Last modified: Tuesday, May 19, 2009

School of Education researcher to assist China's efforts to improve English instruction

Private gift funding Chinese professor visit, faculty work in China

May 19, 2009

BLOOMINGTON, Ind. -- A professor from the Indiana University School of Education is heading to China for a month to provide input to Chinese educators who are reforming their English instruction system.

Faridah Pawan will spend a month in China observing classrooms and working with teachers of "English as a Foreign Language" (EFL), as it's called there. Pawan is an assistant professor in the department of Literacy, Culture, and Language Education, and she is director of TACIT -- a program to prepare more English as a Second Language (ESL) instructors.

Prior to her visit, Pawan hosted Wengfang Fan, professor in the Department of Foreign Language at Tsinghua University in Beijing, whom the government has selected to head a massive effort to reform English language instruction in China.

Pawan's work is supported by the Fund for the Advancement of Peace and Education, which is permanently endowed by a $500,000 gift from an anonymous donor who wished to encourage the School of Education to foster global understanding through practical means. Approved projects must promote peace and education across cultural and national boundaries with a design toward strengthening communication among diverse peoples. The IU School of Education received the gift in 1999, and it funded the first project in 2000.

* [Data segment]:
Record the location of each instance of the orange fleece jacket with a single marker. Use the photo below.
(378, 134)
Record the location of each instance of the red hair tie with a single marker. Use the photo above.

* [Required actions]:
1. Translate this sentence from the article on English instruction in China into Spanish: "The IU School of Education received the gift in 1999, and it funded the first project in 2000."
2. From the article on English instruction in China, output the stretch from "BLOOMINGTON, Ind. -- A" through "English instruction system.", copied word for word.

* [Solved tasks]:
1. La Facultad de Educación de la IU recibió la donación en 1999 y financió el primer proyecto en 2000.

2.
BLOOMINGTON, Ind. -- A professor from the Indiana University School of Education is heading to China for a month to provide input to Chinese educators who are reforming their English instruction system.